# Work request
Transcribe the records in full, keeping every character as it is.

Items listed in a dataset
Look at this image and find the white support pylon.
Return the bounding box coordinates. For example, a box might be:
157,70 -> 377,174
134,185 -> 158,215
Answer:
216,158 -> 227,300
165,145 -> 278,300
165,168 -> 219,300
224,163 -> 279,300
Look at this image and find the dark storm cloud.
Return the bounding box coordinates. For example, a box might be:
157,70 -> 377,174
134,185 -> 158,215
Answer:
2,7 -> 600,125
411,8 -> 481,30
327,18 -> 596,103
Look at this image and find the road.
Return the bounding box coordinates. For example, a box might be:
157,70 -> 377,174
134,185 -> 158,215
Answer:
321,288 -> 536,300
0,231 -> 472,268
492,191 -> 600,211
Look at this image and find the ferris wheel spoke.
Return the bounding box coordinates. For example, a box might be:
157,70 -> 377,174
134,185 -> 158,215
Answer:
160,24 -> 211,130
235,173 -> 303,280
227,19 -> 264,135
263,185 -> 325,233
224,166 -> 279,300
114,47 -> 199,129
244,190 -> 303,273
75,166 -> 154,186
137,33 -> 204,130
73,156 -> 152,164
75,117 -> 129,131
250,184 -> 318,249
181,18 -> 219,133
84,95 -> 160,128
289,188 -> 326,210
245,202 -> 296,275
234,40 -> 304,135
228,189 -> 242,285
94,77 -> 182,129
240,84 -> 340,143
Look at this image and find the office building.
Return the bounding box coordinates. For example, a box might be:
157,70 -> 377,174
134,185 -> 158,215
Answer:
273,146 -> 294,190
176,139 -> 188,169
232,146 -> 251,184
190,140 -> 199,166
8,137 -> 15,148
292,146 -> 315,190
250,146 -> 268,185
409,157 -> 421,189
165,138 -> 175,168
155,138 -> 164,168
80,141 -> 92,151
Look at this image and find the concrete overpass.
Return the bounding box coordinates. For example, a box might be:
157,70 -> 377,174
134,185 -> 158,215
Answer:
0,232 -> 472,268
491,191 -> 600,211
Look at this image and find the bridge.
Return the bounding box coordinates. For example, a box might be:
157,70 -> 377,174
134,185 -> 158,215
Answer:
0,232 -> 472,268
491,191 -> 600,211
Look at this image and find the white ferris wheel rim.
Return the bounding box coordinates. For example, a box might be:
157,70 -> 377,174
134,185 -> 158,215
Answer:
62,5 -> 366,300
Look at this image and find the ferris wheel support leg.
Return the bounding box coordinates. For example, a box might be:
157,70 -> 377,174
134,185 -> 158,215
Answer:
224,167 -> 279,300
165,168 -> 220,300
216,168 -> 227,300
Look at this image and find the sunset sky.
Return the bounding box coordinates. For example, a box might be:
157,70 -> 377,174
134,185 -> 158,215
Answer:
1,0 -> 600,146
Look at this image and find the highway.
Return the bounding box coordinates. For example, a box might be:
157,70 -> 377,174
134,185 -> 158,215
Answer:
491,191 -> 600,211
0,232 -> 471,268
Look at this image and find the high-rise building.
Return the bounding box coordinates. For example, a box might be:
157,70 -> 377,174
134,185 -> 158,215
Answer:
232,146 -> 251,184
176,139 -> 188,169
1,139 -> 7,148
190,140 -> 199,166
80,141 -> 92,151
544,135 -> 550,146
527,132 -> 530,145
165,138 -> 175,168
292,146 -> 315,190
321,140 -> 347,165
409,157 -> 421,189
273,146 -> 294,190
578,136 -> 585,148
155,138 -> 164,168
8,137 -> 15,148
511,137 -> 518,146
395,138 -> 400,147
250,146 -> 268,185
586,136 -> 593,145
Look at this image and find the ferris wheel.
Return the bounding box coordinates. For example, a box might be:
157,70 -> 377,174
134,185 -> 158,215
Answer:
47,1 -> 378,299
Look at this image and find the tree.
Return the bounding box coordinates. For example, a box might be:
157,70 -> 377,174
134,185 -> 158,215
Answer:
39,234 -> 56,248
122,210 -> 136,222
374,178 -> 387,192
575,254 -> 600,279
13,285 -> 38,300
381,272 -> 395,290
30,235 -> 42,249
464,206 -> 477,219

# Reply
Look at this image and find the white support pylon.
Return the bounding box coordinates. For example, a box might be:
157,70 -> 377,174
134,185 -> 158,215
Answer:
216,158 -> 227,300
165,145 -> 278,300
165,168 -> 219,300
224,163 -> 279,300
Look at this image and find the dark storm cloud.
Return the bounding box coordinates. For example, a box might be:
157,70 -> 377,174
134,185 -> 158,215
Answer:
2,7 -> 600,125
411,8 -> 481,30
327,18 -> 596,103
Look at this image and find the road.
Return the bounding box coordinates. For example, a box might be:
157,70 -> 377,174
134,185 -> 158,215
Answer:
321,288 -> 536,300
0,231 -> 472,268
492,191 -> 600,211
Look at this image and find the ferris wheel spoke.
Return the bounding box coordinates. For example, a box might be:
157,70 -> 377,174
134,185 -> 158,215
Answer:
160,24 -> 211,130
235,173 -> 303,280
227,19 -> 264,135
263,185 -> 325,233
224,166 -> 279,300
114,47 -> 199,129
244,190 -> 303,273
75,166 -> 154,186
137,33 -> 204,130
73,156 -> 152,164
75,117 -> 129,131
250,184 -> 318,249
181,18 -> 219,133
84,95 -> 160,128
289,188 -> 326,210
245,202 -> 296,275
234,40 -> 304,135
228,189 -> 242,285
94,77 -> 182,129
240,84 -> 340,143
Look at this image and find the office building.
Return the bounding box coordinates. For example, a box might be:
157,70 -> 377,174
134,185 -> 158,215
Answer:
273,146 -> 294,190
176,139 -> 188,169
232,146 -> 251,184
190,140 -> 199,166
8,137 -> 15,148
292,146 -> 315,190
250,146 -> 268,185
409,157 -> 421,189
165,138 -> 175,168
155,138 -> 164,168
80,141 -> 92,151
Look at this image and find the concrete overpass.
Return the bounding box coordinates. For example, a box might be:
157,70 -> 377,174
134,185 -> 158,215
Answer:
0,232 -> 472,268
491,191 -> 600,211
Look at this image and find the bridge.
Return the bounding box coordinates. For example, a box might be:
157,70 -> 377,174
134,185 -> 158,215
Answer:
0,232 -> 472,268
491,191 -> 600,211
Look at this image and find the white ferris wheel rim.
Return the bounding box coordinates. For example, a box might be:
157,70 -> 377,174
134,185 -> 158,215
Answer:
62,5 -> 366,300
Look at this image and find the ferris wheel support leg.
Return the bounding box coordinates. For example, a box might be:
157,70 -> 377,174
134,185 -> 158,215
Answer:
224,167 -> 279,300
165,168 -> 220,300
216,168 -> 227,300
Look at this image and find the sunset sky.
Return the bounding box coordinates. For example, a box might be:
157,70 -> 377,174
134,185 -> 158,215
Answer:
1,0 -> 600,146
Look at this image and find the highway.
Return the bounding box coordinates. For example, a box might be:
157,70 -> 377,174
134,185 -> 158,215
Answer:
491,191 -> 600,211
0,232 -> 471,268
Look at this image and find the high-rise building.
Return the bounding box coordinates. For example, a box might be:
157,70 -> 377,174
134,185 -> 158,215
Answer:
232,146 -> 251,184
176,139 -> 188,169
1,139 -> 7,148
190,140 -> 199,166
80,141 -> 92,151
544,135 -> 550,146
527,132 -> 530,145
165,138 -> 175,168
292,146 -> 315,190
321,140 -> 347,165
409,157 -> 421,189
273,146 -> 294,190
578,136 -> 585,148
155,138 -> 164,168
8,137 -> 15,148
511,137 -> 518,146
395,138 -> 400,147
250,146 -> 268,185
586,136 -> 593,145
Look at this image and find the ferris wheel.
Return the bounding box coordinates. For example, a box might be:
157,70 -> 377,174
134,185 -> 158,215
Answer:
47,1 -> 378,299
Look at this image and find the tree.
Return the bounding box coordinates. For example, a box might be:
157,70 -> 377,174
134,185 -> 158,215
Answer:
39,234 -> 56,248
122,210 -> 136,222
374,178 -> 387,192
575,254 -> 600,279
13,285 -> 38,300
381,272 -> 395,290
30,235 -> 42,249
464,206 -> 477,219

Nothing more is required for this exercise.